REQUIRED WORK: Each line containing the word "instance" must be copied from the material below.

=-=-=-=-=

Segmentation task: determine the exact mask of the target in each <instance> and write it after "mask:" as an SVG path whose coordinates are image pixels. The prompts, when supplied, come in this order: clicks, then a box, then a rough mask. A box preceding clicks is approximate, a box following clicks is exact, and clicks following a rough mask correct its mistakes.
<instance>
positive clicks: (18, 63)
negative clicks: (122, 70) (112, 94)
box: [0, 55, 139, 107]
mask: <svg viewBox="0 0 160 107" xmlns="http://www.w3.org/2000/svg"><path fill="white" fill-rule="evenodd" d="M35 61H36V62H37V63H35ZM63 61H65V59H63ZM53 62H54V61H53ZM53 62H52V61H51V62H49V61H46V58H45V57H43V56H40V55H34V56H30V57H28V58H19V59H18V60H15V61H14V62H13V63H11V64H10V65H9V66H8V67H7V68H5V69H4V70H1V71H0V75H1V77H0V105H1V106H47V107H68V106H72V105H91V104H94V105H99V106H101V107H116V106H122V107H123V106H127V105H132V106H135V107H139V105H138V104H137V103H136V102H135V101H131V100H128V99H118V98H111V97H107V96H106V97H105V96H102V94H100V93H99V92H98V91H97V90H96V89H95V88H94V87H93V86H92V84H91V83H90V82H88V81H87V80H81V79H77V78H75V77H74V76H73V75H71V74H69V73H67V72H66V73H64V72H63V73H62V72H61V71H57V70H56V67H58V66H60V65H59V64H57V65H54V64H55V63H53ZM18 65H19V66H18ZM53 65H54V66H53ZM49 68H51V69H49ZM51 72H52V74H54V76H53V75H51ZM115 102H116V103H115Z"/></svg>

=-=-=-=-=

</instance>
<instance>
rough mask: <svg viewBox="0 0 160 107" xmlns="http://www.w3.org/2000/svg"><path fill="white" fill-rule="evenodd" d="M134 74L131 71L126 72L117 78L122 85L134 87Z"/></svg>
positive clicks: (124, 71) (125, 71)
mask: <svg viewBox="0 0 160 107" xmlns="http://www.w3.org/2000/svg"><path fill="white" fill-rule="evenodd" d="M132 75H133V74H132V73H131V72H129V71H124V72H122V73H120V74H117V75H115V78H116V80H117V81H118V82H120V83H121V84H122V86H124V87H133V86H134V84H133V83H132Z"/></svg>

=-=-=-=-=

SOLUTION FOR THIS EXERCISE:
Segmentation task: determine the exact mask of the target in each <instance> and write it after "mask:" as an SVG path whose coordinates are image pixels. The prompts, when supplied, come in this order: clicks, then a box, then a rough mask. A box preceding clicks is approximate, a box following clicks is exact, and clicks following a rough mask correct its mistakes.
<instance>
</instance>
<instance>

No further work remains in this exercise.